Интересно, что язык обладает специальными ресурсами для выражения разной степени членства внутри категорий – это такие ограничительные частицы, вводные обороты и прочие конструкции, как строго говоря, мягко выражаясь, фактически, практически, почти, вообще-то, как таковой, в том смысле что, типа, как бы [ср.: 13].

 

Можно ли сказать, что прототипическая теория категорий вытеснила классическую? Едва ли. Скорее, они находятся в отношения комплементарости. Несомненным достоинством теории прототипов является ее гибкость, способность «приспосабливаться» к меняющимся бытовым и социальным реалиям. Так, многие предметы обихода, бывшие прототипами соответствующих категорий, скажем, век или полвека назад, с течением времени отодвигаются все дальше на периферию категории (ср. изменение внешнего вида телефона, чемодана и пр.). В отличие от классической теории, в рамках которой всякие изменения в науке, технике или общественной жизни означают необходимость создания новых категорий или кардинальной ревизии старых, прототипический подход предполагает растяжимость границ и подвижность внутренней структуры категории, что позволяет легко вводить в нее новых представителей.

Задания
**a.** Согласуются ли с фрагментом о теории прототипов следующие утверждения: (i) прототипическая теория категорий вытеснила классическую; (ii) предметы обихода, бывшие прототипами категорий век или полвека назад, со временем смещаются к периферии категории; (iii) в рамках классической теории изменения в общественной жизни не требуют ни новых категорий, ни пересмотра старых? На каждое утверждение ответьте «да» или «нет» и приведите решающие слова фрагмента точной цитатой.
**b.** Продолжите фрагмент о теории прототипов, начав сразу после его последнего предложения.

Метки точек объектов:

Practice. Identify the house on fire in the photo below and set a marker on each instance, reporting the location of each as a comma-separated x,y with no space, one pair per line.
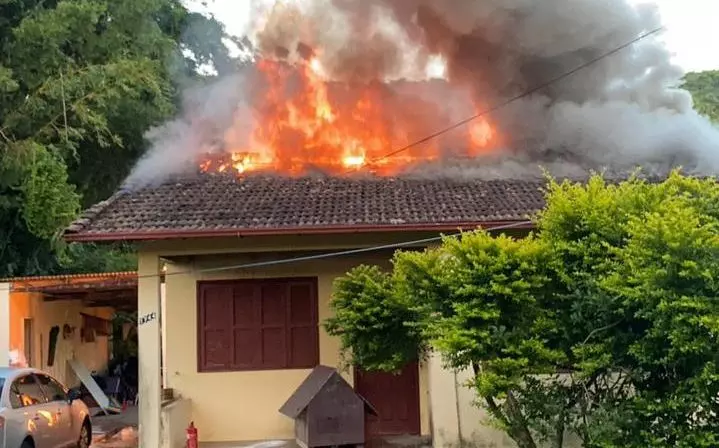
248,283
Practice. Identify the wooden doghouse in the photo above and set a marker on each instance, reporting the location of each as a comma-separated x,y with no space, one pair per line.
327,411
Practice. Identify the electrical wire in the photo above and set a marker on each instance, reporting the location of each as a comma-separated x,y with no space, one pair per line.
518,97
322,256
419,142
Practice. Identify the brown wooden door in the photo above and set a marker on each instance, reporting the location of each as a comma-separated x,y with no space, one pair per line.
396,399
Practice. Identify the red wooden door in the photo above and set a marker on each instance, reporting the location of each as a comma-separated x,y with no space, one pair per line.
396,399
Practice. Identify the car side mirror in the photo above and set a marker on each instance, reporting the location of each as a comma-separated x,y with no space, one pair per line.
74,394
==
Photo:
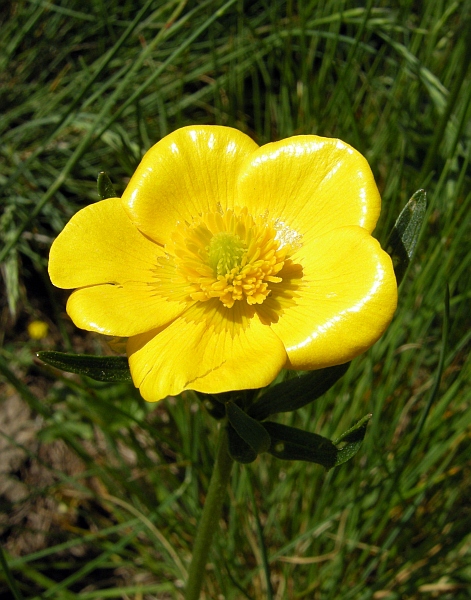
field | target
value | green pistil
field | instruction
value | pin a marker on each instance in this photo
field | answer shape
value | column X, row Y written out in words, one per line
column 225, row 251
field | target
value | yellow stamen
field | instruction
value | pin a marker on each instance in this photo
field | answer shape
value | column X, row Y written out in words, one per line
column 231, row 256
...
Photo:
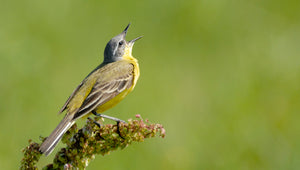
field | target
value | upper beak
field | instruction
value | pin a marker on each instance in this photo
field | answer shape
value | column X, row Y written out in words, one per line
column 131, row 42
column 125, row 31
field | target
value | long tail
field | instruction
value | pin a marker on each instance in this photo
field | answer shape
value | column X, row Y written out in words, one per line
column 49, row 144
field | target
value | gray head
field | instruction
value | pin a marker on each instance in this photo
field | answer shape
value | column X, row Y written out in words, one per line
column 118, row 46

Ответы к заданиям
**a.**
(i) Нет: «Едва ли».
(ii) Да: «с течением времени отодвигаются все дальше на периферию категории».
(iii) Нет: «всякие изменения в науке, технике или общественной жизни означают необходимость создания новых категорий или кардинальной ревизии старых».

**b.**
Справедливости ради следует подчеркнуть, что классическая теория никогда явным образом не претендовала на адекватное отражение специфики повседневного, «бытового» человеческого мышления. Она была вызвана к жизни потребностью непротиворечивого рассуждения в логике, математике, естественных науках и продолжает оставаться в них удобным инструментом. Возникновение альтернативной теории категоризации связано с тем, что прочная, многовековая закрепленность классического подхода в научной традиции привела к его абсолютизации и попыткам механического переноса на явления другого порядка; здесь-то и обнаружилось его несоответствие психологической реальности.

 

Описание языковых категорий с позиций классической и прототипической теорий

В гуманитарных науках определение и описание явлений с позиций классического подхода неизбежно наталкивается на сопротивление материала. Языкознание в этом смысле не является исключением. Лингвистические понятия, как правило, не обладают четкими границами и не могут быть описаны через набор необходимых и достаточных свойств.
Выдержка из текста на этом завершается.